##### Provided records

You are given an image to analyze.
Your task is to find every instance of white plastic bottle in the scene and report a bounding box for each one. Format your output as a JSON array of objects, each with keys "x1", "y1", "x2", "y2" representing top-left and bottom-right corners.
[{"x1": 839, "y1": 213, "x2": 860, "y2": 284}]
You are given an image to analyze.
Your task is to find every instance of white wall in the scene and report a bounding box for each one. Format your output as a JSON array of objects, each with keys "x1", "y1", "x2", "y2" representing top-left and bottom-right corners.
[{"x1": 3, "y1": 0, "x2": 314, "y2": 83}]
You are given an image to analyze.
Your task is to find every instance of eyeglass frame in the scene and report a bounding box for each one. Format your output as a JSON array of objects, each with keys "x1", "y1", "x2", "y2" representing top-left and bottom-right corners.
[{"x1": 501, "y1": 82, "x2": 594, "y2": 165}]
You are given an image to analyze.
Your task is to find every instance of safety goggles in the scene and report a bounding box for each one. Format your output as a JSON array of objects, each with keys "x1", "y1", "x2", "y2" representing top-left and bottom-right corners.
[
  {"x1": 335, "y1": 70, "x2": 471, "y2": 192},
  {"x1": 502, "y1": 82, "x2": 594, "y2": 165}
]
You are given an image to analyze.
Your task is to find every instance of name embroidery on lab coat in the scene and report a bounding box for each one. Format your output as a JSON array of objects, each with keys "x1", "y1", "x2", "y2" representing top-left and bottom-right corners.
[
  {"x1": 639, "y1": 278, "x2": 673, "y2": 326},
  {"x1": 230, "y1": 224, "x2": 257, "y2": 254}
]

##########
##### Provided records

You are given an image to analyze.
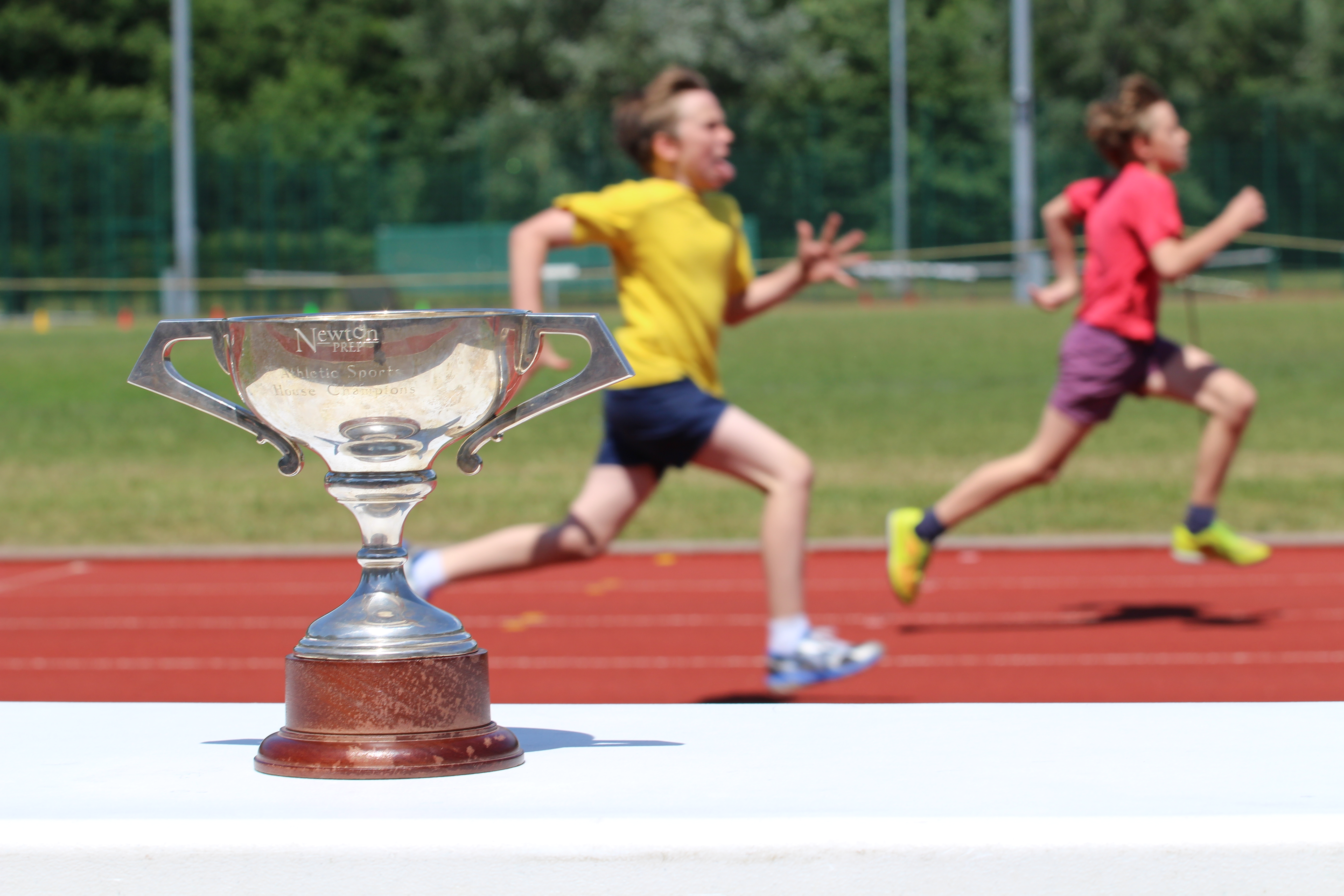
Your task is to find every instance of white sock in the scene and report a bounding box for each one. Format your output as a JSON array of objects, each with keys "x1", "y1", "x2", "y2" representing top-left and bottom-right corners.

##########

-- Problem details --
Locate each line in the entries above that contains the string "left", and copy every such line in full.

-- Full answer --
Your task is to find every instance of white plastic bottle in the scene and report a bounding box for each one. Format your output as a JSON array of objects, each with keys "x1", "y1", "x2", "y2" representing top-left and bottom-right corners.
Your task is to find every instance of white wall in the scene and report a bounding box for each one. Format your output as a JSON array of objects, each with keys "x1", "y1", "x2", "y2" representing top-left and bottom-right corners.
Your task is to find every instance of eyeglass frame in the scene and report a bounding box for each one. Format your output as a JSON array of objects, each with keys "x1", "y1", "x2", "y2" representing top-left and bottom-right corners.
Your task is to find every instance of safety goggles in the scene and report a bounding box for each one. Format your output as a JSON array of objects, each with keys "x1", "y1", "x2", "y2" representing top-left and bottom-right corners.
Your task is to find every instance of name embroidery on lab coat in the scene and report a bounding box for each one. Format your output as a JSON array of objects, each with keys "x1", "y1", "x2", "y2" representing top-left and bottom-right corners.
Your task is to find every instance of white sock in the scene and report a bounding box for each one. Format your output as a JSON array of objects, each with keys "x1", "y1", "x2", "y2" representing top-left and bottom-right corners.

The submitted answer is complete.